→ **BRIEF**
Your task is to return the data below, word for word.

─── MATERIAL TO PROCESS

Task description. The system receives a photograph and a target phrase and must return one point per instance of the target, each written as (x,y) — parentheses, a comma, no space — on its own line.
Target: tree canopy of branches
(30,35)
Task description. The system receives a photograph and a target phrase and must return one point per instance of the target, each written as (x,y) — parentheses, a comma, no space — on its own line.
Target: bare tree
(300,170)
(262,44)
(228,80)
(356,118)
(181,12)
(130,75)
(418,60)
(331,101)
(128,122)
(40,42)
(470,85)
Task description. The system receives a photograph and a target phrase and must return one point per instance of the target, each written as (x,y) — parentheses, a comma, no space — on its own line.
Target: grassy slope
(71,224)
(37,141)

──────

→ **TASK SOLUTION**
Task description. The system receives a photograph and a target phrase and must return one point per instance of the target, each written as (x,y) — parentheses, a comma, no space — on its own line.
Target: tree canopy of branches
(30,35)
Task description. The system receives a photograph and a target phrase and must return one point per instance of the target, each written as (x,y) — parentheses, a comma, no space — on its own line.
Target: bare tree
(300,170)
(262,44)
(228,80)
(356,118)
(181,12)
(130,75)
(418,60)
(331,101)
(128,122)
(40,42)
(470,85)
Task description. The system receives a photograph and a target phrase and must return one point per instance of the target, each written as (x,y) — parentheses, a comma, no space — on its own line.
Target: grassy slope
(71,224)
(37,141)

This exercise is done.